Texto da página:

────────

É uma técnica que vou absorver dentro do
que faço. Na opinião dele, a iniciativa
das professoras Maria Beatriz Rocha Ferreira, Vera Aparecida
Madruga Forti e Eliana Lúcia Ferreira traz benefícios
afins para os portadores de necessidades especiais e para
os profissionais de educação física
e dança.
Carlinhos de Jesus coordena há dois anos o grupo
de dança da Associação Niteroiense
de Deficientes Físicos (Andef), no Rio de Janeiro.
Ele foi procurado pelo grupo, que queria participar de
paraolimpíadas. A idéia partiu deles
e eles me convenceram dançando. Nem chegamos a
conversar nada: quando cheguei, já começaram
a dançar e eu aceitei imediatamente. Eu vi a possibilidade,
o talento, a expressão, relembra. O dançarino
percebeu o que o grupo podia lhe acrescentar como ser
humano e como profissional. Hoje eles estão
prontos para uma olimpíada, reforça.
O samba é o ritmo predominante nas coreografias
criadas pelo coreógrafo. É preciso
fazer coisas alegres para eles dançarem.

────────

Entradas de anotação com caixas delimitadoras
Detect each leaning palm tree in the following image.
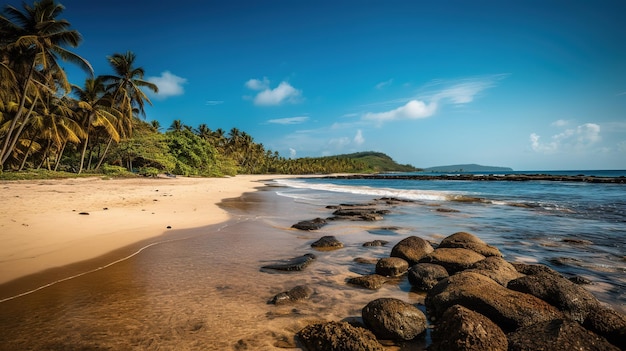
[96,51,159,169]
[73,77,121,174]
[0,0,93,169]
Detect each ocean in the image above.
[0,171,626,351]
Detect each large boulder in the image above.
[376,257,409,277]
[348,274,389,290]
[508,319,619,351]
[507,273,600,323]
[426,272,563,332]
[408,263,449,291]
[311,235,343,251]
[419,247,485,274]
[268,285,313,305]
[439,232,502,257]
[361,298,426,340]
[261,253,317,272]
[428,305,508,351]
[583,306,626,350]
[469,256,524,286]
[296,322,384,351]
[390,236,433,266]
[291,218,328,230]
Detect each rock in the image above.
[439,232,502,257]
[296,322,384,351]
[291,218,328,230]
[390,236,433,266]
[508,319,619,351]
[261,253,316,271]
[408,263,448,291]
[419,247,485,274]
[426,272,563,332]
[583,306,626,350]
[363,240,389,247]
[348,274,389,290]
[428,305,509,351]
[507,273,600,323]
[511,263,561,277]
[376,257,409,277]
[267,285,313,305]
[361,298,426,340]
[469,256,523,286]
[311,235,343,251]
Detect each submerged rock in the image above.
[267,285,313,305]
[296,322,384,351]
[439,232,502,257]
[408,263,448,291]
[508,319,619,351]
[428,305,509,351]
[311,235,343,251]
[261,253,316,271]
[348,274,389,290]
[361,298,426,340]
[390,236,434,266]
[291,218,328,230]
[376,257,409,277]
[426,272,563,332]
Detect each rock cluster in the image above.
[265,200,626,351]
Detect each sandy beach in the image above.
[0,175,290,284]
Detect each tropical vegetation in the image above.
[0,0,414,176]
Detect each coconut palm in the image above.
[0,0,93,169]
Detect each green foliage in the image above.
[102,164,135,177]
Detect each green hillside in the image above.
[329,151,420,172]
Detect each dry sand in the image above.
[0,175,288,284]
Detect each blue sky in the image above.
[9,0,626,170]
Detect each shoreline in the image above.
[0,175,292,285]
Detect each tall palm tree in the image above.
[73,77,121,174]
[96,51,159,169]
[0,0,93,169]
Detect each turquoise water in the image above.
[278,171,626,311]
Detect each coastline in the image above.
[0,175,289,285]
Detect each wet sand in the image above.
[0,183,423,350]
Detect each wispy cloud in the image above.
[376,79,393,89]
[267,116,309,124]
[362,74,508,125]
[147,71,187,99]
[245,78,302,106]
[530,123,602,154]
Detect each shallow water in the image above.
[0,180,626,350]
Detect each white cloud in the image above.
[147,71,187,99]
[376,79,393,89]
[353,129,365,145]
[245,78,302,106]
[363,100,437,123]
[267,116,309,124]
[530,123,602,153]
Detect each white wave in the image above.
[276,179,458,201]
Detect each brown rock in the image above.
[426,272,563,332]
[508,319,619,351]
[390,236,433,266]
[428,305,508,351]
[419,247,485,274]
[439,232,502,257]
[296,322,384,351]
[361,298,426,340]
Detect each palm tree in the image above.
[0,0,93,169]
[96,51,159,169]
[73,77,121,174]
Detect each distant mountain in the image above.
[424,163,513,172]
[330,151,421,172]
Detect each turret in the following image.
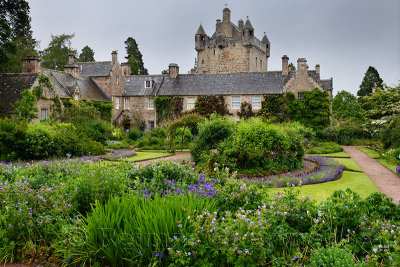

────────

O que se pede: Transcreva do texto sobre o grupo de dança o trecho entre "É uma técnica" e "Rio de Janeiro.", inclusive. As entradas são um material à parte, sem relação com o texto sobre o grupo de dança.

Solução escrita:
É uma técnica que vou absorver dentro do
que faço. Na opinião dele, a iniciativa
das professoras Maria Beatriz Rocha Ferreira, Vera Aparecida
Madruga Forti e Eliana Lúcia Ferreira traz benefícios
afins para os portadores de necessidades especiais e para
os profissionais de educação física
e dança.
Carlinhos de Jesus coordena há dois anos o grupo
de dança da Associação Niteroiense
de Deficientes Físicos (Andef), no Rio de Janeiro.